Ausgewählter Auszug:
──────────
Japanische Zimmer

Noch ist alles halbwegs friedlich. Wenn ich aus dem Fenster sehe, dann schaukeln die Baumwipfel im Wind. Ja, endlich Wind! Weiter hinten blitzt die Ost-Kobe-Brücke ihre Gegenwart in den Abendhimmel. Links dann die Bucht von Osaka, in der Schiffen ankern. Aber nicht die üblichen drei, sondern eines neben dem anderen: Denn vom Meer zieht ein Taifun heran, der genau bei Kobe auf Land trifft. Noch ist alles friedlich.

Noch zwei Tage Obon-Ferien. Und weil man nicht ins Meer gehen soll, plantschen die Kinder viel in der Badewanne. Eine japanische Badewanne ist ja auch lustig: ein großzügiger Nassraum, Gelegenheit zum Sitzen und Stehen und darin eingelassen eine kleine Badewanne, gerade groß genug für einen Erwachsenen zum Hockerln. Perfekt also für Kinder.
──────────
Rohdaten:

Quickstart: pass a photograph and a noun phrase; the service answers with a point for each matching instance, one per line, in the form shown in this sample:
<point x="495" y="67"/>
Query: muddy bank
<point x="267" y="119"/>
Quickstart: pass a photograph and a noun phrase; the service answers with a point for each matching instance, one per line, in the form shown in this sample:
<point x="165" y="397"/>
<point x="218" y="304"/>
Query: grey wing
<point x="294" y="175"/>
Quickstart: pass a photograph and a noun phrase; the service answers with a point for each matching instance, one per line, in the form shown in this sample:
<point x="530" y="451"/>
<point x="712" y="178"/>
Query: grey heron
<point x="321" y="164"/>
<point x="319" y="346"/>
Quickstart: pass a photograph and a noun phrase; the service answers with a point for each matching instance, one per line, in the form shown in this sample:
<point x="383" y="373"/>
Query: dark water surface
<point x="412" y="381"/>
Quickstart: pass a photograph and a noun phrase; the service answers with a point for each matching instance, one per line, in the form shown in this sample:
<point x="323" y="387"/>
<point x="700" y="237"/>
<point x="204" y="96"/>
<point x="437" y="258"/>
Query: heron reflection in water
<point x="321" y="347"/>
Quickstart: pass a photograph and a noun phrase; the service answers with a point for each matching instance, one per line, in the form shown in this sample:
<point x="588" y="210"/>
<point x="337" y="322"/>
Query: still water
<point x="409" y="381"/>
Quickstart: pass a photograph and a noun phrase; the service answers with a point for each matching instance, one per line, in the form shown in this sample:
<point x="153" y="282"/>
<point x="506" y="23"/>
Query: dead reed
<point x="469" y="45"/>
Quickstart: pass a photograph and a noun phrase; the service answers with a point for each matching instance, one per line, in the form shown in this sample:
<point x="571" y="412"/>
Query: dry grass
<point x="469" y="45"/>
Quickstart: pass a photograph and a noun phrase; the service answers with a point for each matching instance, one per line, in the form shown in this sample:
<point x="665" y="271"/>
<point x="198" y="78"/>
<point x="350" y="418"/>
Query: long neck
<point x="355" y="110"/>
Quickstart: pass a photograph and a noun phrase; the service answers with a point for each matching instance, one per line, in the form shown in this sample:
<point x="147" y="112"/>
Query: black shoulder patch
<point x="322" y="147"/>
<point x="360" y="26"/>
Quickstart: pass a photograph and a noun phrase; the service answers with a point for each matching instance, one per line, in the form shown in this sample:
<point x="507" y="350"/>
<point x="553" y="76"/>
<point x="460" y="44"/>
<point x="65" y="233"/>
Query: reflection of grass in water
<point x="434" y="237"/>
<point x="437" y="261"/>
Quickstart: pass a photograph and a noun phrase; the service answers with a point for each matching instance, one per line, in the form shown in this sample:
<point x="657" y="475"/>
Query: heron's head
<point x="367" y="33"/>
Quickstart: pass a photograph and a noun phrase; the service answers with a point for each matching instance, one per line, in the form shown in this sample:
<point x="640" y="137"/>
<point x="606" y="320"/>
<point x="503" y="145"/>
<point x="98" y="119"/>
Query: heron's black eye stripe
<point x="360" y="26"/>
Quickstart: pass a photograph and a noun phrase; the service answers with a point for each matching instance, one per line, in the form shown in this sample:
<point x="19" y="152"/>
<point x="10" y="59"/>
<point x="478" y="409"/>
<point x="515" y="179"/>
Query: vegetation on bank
──────────
Zu erledigen:
1. Prüfe, ob die folgenden Aussagen mit dem ausgewählten Auszug übereinstimmen, und belege jede Antwort mit einem wörtlichen Zitat. (a) Der Taifun trifft bei Osaka auf Land. (b) Die Kinder plantschen viel in der Badewanne. (c) Es bleiben noch drei Tage Obon-Ferien.
2. Beantworte mithilfe des ausgewählten Auszugs die folgenden Fragen.
(a) Welche Brücke ist weiter hinten zu sehen?
(b) Was schaukelt im Wind, wenn man aus dem Fenster sieht?
(c) Wofür ist die eingelassene Badewanne gerade groß genug?
3. Gib aus dem ausgewählten Auszug den Wortlaut zwischen „Noch zwei Tage“ und „also für Kinder.“ wieder, beide Stellen eingeschlossen.

Antworten je Aufgabe:
1.
(a) Nein: „der genau bei Kobe auf Land trifft“
(b) Ja: „plantschen die Kinder viel in der Badewanne“
(c) Nein: „Noch zwei Tage Obon-Ferien.“

2.
(a) Die Ost-Kobe-Brücke.
(b) Die Baumwipfel.
(c) Für einen Erwachsenen zum Hockerln.

3.
Noch zwei Tage Obon-Ferien. Und weil man nicht ins Meer gehen soll, plantschen die Kinder viel in der Badewanne. Eine japanische Badewanne ist ja auch lustig: ein großzügiger Nassraum, Gelegenheit zum Sitzen und Stehen und darin eingelassen eine kleine Badewanne, gerade groß genug für einen Erwachsenen zum Hockerln. Perfekt also für Kinder.